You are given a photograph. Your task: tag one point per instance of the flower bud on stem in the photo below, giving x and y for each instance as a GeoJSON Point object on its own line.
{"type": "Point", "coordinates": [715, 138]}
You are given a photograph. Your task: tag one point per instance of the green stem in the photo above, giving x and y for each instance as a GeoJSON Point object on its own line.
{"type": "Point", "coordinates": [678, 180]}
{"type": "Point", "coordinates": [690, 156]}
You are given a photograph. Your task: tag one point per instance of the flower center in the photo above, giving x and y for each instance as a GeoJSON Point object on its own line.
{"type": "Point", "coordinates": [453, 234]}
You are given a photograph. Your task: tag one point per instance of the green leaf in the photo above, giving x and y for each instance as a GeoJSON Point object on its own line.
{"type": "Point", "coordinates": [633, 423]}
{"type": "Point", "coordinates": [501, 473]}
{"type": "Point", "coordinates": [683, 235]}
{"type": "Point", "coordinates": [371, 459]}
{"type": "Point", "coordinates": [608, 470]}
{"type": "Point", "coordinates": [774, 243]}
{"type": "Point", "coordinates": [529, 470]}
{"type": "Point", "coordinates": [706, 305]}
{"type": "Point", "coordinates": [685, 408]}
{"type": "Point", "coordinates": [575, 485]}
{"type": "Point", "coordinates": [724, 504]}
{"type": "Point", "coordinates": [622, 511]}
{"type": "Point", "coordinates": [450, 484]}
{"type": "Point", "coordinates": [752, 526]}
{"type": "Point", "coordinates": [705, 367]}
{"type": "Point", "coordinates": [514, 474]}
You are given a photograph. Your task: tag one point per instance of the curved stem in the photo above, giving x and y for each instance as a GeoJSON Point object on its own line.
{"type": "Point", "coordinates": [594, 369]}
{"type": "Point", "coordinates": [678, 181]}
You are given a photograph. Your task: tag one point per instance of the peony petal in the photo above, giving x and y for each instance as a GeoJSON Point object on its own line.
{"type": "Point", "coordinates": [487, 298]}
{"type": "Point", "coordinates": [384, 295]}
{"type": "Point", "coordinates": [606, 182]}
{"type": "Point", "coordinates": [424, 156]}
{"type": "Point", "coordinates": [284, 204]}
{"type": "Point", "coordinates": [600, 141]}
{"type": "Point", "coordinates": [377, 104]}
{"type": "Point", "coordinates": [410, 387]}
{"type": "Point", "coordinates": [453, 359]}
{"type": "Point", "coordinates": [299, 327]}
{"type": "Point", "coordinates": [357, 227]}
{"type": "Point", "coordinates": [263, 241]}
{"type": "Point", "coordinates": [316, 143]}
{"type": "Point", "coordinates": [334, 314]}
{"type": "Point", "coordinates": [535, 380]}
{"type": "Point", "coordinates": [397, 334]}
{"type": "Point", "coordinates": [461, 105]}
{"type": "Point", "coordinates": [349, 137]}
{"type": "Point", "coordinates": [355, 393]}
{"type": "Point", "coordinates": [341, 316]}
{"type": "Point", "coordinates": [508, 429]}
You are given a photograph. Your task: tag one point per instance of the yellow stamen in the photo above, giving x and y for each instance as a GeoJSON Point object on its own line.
^^^^
Stated exercise. Identify every line of the data above that contains the string "leaf" and copy each such line in full. Treat the match as case-sensitive.

Solution below.
You are given a photograph. Your task: tag one point per instance of the green leaf in the photo above, giving x and y for each instance as a GeoJSON Point object on its own line.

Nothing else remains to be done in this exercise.